Output the rows from the beginning through the line containing "221L1201 214L1160 207L1144" as a Markdown table with the columns No. and Line. Number each line and skip any blank ones.

───── TASK INPUT ─────

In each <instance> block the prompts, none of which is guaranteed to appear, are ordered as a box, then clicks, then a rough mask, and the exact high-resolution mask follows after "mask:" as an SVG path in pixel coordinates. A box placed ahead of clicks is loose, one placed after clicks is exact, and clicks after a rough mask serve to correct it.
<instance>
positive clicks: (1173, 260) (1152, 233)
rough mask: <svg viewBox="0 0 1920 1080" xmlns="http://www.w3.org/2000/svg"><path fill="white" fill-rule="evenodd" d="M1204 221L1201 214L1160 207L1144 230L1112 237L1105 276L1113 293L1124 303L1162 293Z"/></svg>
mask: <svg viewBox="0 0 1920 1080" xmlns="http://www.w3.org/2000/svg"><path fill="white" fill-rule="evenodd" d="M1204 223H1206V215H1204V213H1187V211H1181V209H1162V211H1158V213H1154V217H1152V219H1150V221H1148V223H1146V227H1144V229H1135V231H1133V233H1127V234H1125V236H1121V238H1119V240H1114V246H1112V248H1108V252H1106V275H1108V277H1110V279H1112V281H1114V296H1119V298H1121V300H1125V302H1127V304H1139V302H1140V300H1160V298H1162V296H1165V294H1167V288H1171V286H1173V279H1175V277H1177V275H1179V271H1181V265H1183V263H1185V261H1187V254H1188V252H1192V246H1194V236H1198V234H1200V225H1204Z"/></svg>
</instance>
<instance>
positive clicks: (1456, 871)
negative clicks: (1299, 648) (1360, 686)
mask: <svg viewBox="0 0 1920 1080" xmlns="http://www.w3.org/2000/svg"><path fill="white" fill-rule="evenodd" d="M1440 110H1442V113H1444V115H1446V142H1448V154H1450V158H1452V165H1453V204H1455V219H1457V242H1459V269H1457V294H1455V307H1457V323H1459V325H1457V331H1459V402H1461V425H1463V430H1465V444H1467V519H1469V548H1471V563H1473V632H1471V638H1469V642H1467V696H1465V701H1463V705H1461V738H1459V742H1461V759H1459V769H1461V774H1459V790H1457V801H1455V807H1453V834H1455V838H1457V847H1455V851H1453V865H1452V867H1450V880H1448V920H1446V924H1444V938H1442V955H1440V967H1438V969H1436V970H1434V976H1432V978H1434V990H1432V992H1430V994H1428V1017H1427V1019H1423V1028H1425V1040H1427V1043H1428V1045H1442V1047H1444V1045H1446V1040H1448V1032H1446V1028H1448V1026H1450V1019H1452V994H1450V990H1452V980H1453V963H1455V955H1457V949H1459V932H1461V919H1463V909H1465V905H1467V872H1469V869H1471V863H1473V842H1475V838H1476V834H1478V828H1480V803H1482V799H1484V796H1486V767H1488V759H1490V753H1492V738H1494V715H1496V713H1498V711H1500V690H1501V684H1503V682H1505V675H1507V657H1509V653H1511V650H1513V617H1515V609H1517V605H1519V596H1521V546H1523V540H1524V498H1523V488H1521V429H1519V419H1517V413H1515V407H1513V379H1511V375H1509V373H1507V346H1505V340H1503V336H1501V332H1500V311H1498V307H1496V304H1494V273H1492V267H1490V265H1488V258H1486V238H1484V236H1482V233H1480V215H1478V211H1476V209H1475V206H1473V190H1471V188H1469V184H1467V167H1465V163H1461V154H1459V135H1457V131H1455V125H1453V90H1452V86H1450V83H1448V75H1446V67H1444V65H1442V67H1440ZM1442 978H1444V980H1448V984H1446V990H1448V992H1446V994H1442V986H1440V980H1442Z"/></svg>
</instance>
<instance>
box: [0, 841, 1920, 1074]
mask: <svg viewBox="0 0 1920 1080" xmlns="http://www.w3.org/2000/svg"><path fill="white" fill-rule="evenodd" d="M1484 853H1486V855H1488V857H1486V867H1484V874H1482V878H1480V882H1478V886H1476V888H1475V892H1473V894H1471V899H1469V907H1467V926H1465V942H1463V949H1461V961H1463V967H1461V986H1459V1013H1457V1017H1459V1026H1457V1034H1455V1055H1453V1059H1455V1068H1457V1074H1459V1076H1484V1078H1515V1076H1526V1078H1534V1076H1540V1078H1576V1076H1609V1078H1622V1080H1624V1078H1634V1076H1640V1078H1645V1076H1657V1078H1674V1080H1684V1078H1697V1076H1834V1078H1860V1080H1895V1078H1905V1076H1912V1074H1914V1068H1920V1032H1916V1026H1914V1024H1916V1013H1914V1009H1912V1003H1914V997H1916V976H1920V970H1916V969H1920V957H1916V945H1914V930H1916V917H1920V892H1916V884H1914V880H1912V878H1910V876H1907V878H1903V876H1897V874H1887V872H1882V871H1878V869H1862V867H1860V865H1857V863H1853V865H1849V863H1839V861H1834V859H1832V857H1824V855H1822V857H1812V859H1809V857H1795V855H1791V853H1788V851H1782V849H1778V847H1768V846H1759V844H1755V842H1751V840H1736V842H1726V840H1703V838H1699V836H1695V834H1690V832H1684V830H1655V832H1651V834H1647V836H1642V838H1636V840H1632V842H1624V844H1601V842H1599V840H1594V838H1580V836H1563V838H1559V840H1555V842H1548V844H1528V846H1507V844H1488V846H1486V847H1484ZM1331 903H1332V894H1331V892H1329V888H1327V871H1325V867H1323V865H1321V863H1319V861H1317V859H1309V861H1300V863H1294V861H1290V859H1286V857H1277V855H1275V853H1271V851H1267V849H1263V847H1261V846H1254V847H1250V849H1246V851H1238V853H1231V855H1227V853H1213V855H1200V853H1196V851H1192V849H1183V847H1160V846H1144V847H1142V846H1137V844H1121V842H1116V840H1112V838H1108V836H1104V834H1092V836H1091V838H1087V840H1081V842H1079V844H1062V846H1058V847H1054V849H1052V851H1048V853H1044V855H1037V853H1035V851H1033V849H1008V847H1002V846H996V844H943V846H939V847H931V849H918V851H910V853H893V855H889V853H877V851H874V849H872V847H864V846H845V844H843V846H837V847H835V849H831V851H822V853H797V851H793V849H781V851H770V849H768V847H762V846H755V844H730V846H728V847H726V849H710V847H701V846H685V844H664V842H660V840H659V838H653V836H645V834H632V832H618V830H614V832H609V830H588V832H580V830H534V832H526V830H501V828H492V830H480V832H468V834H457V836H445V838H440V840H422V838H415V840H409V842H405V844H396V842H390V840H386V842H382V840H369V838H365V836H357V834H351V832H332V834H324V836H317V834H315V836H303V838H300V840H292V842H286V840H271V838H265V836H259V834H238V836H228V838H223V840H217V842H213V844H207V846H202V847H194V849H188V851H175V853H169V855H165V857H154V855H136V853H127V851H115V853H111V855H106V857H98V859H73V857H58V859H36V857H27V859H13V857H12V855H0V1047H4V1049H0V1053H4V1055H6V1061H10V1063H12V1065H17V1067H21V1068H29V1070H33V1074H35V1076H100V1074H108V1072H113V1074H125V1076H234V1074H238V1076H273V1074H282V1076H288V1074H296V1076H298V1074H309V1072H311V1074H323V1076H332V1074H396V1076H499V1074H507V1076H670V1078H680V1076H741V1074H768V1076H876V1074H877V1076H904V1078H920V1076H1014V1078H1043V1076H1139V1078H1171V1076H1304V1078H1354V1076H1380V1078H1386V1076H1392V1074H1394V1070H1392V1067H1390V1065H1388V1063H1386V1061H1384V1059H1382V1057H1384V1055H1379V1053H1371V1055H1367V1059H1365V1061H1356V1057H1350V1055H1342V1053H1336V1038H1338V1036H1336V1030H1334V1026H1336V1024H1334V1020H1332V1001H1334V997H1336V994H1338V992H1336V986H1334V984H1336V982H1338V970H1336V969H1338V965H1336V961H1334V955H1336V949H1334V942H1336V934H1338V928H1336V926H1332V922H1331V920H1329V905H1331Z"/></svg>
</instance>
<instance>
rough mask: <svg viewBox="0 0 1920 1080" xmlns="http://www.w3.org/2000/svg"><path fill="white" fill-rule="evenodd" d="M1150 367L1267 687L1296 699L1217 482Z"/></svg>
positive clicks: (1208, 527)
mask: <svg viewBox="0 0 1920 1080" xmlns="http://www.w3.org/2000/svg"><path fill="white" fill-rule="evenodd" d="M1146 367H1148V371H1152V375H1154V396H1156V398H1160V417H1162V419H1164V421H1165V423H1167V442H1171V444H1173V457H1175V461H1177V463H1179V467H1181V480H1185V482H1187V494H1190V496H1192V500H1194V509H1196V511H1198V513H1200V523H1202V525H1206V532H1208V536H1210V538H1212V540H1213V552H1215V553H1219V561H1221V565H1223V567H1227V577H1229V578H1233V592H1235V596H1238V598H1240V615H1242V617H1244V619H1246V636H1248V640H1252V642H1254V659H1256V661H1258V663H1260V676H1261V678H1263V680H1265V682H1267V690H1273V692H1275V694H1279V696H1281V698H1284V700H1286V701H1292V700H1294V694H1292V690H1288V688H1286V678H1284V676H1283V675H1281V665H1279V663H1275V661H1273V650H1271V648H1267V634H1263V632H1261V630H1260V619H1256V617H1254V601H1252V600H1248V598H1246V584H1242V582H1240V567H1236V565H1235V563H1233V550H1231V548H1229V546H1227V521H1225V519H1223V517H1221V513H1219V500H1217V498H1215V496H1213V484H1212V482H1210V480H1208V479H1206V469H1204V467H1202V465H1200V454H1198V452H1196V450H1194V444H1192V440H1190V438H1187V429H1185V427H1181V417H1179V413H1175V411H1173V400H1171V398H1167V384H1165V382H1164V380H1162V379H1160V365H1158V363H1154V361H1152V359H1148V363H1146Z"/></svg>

─────

- [ANSWER BELOW]
| No. | Line |
|---|---|
| 1 | In each <instance> block the prompts, none of which is guaranteed to appear, are ordered as a box, then clicks, then a rough mask, and the exact high-resolution mask follows after "mask:" as an SVG path in pixel coordinates. A box placed ahead of clicks is loose, one placed after clicks is exact, and clicks after a rough mask serve to correct it. |
| 2 | <instance> |
| 3 | positive clicks: (1173, 260) (1152, 233) |
| 4 | rough mask: <svg viewBox="0 0 1920 1080" xmlns="http://www.w3.org/2000/svg"><path fill="white" fill-rule="evenodd" d="M1204 221L1201 214L1160 207L1144 230L1112 237L1105 276L1113 293L1124 303L1162 293Z"/></svg> |